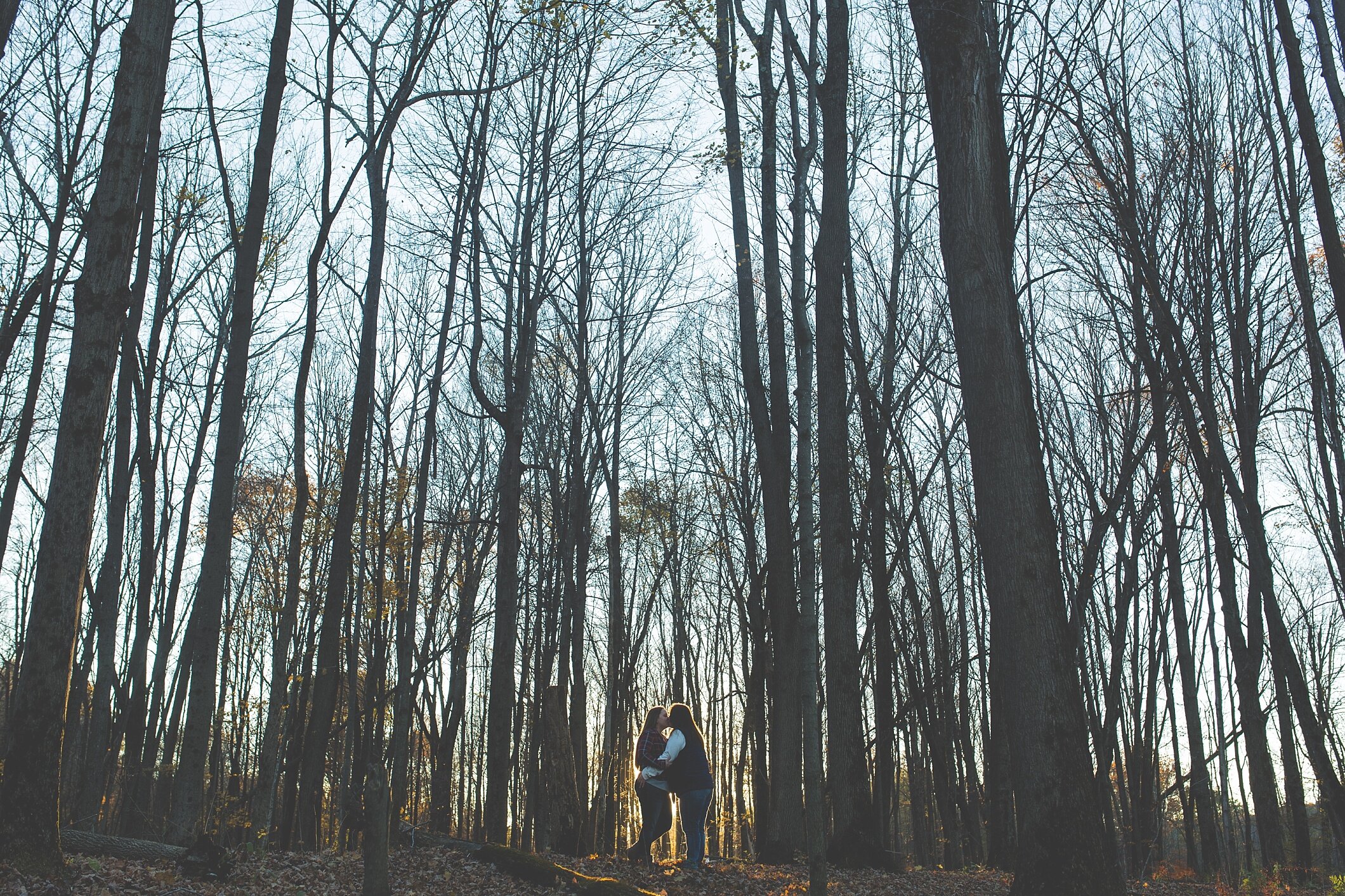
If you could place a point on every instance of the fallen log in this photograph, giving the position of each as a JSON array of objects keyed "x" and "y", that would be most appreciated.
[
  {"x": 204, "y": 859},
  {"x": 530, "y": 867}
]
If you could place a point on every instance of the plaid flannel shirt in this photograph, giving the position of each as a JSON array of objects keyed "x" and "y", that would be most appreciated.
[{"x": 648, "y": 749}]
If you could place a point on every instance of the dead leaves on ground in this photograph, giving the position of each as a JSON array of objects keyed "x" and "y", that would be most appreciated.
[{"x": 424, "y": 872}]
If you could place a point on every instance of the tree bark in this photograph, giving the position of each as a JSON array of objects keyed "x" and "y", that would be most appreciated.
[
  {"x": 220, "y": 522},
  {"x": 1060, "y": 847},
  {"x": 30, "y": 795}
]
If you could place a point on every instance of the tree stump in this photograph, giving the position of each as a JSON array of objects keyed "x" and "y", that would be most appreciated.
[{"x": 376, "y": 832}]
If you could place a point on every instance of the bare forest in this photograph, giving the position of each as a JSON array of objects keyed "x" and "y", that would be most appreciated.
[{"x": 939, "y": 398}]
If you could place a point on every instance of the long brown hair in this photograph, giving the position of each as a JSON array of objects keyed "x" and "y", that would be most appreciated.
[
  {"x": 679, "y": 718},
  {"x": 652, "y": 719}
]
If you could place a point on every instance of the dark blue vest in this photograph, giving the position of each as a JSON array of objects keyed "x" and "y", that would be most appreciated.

**What is needed**
For this exercise, output the records exactly but omit their pictures.

**Response to this task**
If you could place a point on every instance of the fallen log in this photograph, giving the position of each as a JSON array of objects keyed "x" and "y", that would be most appreciated.
[
  {"x": 204, "y": 859},
  {"x": 530, "y": 867}
]
If you could place a point on every instance of the plaid flannel shirt in this photograph, giving the position of each as a JSON array of objects keyed "x" and "y", that would be most appreciated.
[{"x": 648, "y": 749}]
If you could place a point on every instance of the dead leaves on ground in this photograph, giving the position of each as a JSON array of objects keyed "x" and "y", that would be most appreciated.
[{"x": 424, "y": 872}]
If you could place a point on every instance of the tree bark in this photograph, giving the position of each as a JSON array of objects keyed "x" and "y", that would be most appreciated.
[
  {"x": 220, "y": 522},
  {"x": 1060, "y": 847},
  {"x": 30, "y": 795}
]
If you could place a point on every instance of the tree stump in this photograph, giving the position of each as a JSON array of objects keyed "x" and "y", that would be most appreciated.
[{"x": 376, "y": 832}]
If you could place a point on every instance of the bare forest in this photograph, giving the position of each as a JSON array of objects keyed "x" and "y", that would be most appreciated.
[{"x": 939, "y": 398}]
If you could place a point on every instance of the long brown hair in this photograph, giving the position of each as a JSON array of objects keyed "x" and "y", that would be most appreciated.
[
  {"x": 679, "y": 718},
  {"x": 652, "y": 719}
]
If you could place a point on every instance of the dark blue vest in this photograph, giving the position of each as a JSON array of objects keyed "x" and "y", that would be most appreciated.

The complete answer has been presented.